(Excerpts of location labeling data)
^^^^^^^^^^^^^^^^

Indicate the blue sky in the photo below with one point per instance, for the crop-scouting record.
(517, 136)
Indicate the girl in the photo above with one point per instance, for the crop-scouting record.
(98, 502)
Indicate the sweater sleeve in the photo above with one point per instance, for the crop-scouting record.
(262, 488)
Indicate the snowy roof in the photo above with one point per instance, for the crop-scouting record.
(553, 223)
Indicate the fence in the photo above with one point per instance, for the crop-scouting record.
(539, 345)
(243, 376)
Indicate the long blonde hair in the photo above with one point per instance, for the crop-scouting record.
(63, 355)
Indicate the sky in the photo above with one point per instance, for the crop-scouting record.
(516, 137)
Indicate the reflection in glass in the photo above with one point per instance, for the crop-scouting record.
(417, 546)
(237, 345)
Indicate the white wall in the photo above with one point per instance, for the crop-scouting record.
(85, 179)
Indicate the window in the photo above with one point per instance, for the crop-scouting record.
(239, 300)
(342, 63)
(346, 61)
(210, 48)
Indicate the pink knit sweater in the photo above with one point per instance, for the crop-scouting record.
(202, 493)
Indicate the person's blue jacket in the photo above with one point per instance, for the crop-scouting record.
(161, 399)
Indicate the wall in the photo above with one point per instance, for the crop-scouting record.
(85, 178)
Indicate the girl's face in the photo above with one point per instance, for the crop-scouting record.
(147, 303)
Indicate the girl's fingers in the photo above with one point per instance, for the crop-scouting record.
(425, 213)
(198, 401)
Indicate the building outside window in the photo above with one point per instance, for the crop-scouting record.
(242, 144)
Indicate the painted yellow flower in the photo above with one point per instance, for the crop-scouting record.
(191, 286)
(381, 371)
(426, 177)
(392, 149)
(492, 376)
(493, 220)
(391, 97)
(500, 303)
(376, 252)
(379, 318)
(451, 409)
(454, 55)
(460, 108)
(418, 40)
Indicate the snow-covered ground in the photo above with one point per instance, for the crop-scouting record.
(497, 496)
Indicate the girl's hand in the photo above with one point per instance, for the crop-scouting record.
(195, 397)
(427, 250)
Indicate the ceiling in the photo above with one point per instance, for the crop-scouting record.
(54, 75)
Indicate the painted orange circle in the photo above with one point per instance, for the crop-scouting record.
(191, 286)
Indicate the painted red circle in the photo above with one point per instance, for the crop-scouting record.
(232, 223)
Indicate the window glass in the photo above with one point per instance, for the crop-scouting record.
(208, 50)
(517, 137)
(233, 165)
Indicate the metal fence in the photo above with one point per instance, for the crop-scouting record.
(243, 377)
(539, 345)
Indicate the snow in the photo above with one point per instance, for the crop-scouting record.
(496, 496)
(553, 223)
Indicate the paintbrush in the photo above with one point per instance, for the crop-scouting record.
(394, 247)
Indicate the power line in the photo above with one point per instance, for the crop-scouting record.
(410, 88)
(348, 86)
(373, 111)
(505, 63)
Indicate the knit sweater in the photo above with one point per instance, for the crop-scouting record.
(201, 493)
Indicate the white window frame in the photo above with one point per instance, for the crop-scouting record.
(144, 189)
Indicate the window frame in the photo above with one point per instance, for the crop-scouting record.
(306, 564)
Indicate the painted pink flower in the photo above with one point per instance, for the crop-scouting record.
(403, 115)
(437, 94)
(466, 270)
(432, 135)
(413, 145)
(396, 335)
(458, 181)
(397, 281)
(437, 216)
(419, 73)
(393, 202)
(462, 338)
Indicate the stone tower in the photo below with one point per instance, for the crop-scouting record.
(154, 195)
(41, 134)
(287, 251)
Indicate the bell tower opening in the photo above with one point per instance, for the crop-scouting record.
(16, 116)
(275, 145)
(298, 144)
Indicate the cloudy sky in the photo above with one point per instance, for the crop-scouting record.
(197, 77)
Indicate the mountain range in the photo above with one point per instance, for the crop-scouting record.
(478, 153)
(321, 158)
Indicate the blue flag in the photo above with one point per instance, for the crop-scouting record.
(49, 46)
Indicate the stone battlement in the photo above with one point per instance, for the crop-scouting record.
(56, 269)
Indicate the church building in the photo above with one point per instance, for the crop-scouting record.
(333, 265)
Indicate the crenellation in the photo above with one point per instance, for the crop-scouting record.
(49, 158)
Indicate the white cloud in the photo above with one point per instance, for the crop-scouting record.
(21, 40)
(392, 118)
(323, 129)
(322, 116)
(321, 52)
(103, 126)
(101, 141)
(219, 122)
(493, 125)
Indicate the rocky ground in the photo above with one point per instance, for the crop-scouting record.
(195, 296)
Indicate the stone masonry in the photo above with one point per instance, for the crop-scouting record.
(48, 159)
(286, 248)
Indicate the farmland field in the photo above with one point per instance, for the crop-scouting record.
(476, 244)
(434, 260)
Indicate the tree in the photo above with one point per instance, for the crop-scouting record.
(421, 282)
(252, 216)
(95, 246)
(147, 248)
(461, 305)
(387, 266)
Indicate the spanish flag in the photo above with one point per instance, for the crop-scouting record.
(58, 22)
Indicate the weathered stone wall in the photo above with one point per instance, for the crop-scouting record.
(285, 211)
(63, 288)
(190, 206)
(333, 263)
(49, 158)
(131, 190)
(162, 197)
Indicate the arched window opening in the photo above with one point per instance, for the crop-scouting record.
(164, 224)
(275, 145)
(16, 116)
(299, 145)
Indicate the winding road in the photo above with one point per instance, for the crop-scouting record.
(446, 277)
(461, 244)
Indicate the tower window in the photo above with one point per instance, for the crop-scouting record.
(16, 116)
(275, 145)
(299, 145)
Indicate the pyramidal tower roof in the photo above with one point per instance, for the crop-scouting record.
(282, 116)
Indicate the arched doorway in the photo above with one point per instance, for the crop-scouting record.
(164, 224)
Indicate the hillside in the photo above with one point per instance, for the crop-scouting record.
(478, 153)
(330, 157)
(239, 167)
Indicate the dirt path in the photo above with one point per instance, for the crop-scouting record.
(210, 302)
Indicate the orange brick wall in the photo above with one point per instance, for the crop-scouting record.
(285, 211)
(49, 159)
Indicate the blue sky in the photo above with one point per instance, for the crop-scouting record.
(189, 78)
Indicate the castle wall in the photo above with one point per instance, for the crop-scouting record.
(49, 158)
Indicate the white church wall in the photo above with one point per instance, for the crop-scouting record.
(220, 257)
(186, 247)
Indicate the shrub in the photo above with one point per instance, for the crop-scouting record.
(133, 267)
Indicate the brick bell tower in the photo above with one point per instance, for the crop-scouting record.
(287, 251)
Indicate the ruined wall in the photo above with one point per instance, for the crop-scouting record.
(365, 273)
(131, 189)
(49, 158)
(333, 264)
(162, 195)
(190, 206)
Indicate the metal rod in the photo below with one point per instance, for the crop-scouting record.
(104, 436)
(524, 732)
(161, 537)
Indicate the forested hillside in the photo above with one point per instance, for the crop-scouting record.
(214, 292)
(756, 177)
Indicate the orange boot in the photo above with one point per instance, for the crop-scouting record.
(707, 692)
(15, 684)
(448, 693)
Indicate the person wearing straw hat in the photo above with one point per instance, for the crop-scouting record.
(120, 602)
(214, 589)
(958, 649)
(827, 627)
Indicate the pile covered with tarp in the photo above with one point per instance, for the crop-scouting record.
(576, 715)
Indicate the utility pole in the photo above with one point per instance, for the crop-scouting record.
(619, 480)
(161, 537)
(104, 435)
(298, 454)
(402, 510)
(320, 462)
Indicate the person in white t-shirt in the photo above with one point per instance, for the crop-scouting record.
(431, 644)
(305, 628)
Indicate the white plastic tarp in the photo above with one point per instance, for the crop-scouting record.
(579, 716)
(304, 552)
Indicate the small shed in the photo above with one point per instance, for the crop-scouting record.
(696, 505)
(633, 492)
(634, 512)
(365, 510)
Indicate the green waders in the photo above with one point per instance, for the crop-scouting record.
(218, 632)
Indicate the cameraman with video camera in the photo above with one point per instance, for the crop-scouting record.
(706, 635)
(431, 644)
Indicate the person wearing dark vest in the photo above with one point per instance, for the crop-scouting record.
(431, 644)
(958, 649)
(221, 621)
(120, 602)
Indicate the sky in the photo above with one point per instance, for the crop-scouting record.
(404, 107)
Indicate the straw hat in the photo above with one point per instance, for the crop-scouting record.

^^^^^^^^^^^^^^^^

__Exercise goal__.
Begin with the line that contains "Indicate the person wearing straw" and set down each line exactly until the records above end, including the final line.

__Solution to the exercise__.
Indicate the person wearing straw hat in the photo above with one point per instance, for the crop-scouting record.
(120, 602)
(214, 589)
(958, 649)
(827, 627)
Indicate the pile covered with tarp in the photo above with one point per instance, for the crop-scouting record.
(576, 715)
Indicate the utility pole in the photo above with one point per instance, for the crop-scouting record.
(619, 480)
(161, 537)
(104, 435)
(298, 454)
(402, 510)
(320, 462)
Indicate the person in white t-shirt in the photo above with one point per instance, for the crop-scouting record.
(431, 644)
(305, 628)
Indicate the white plastic tarp in the photo above with one point per instance, for the crop-scouting record.
(579, 716)
(304, 552)
Indicate the small shed in the photo above with one point per instance, for the crop-scouting record.
(696, 505)
(633, 492)
(634, 512)
(365, 510)
Indicate the green waders in the photo above with one point per instance, for the crop-scouting record.
(218, 632)
Indicate the cameraman with video camera in the photo above with one point per instance, for the crop-scouting record.
(706, 635)
(431, 644)
Indicate the person wearing dark vest in the photo above with one point per instance, for the crop-scouting record.
(431, 644)
(958, 649)
(221, 621)
(120, 602)
Indicate the sky in the photo above with one point per instance, for the crop-scouting record.
(404, 107)
Indicate the straw hat in the photo above with one point per instance, for the crop-scouting record.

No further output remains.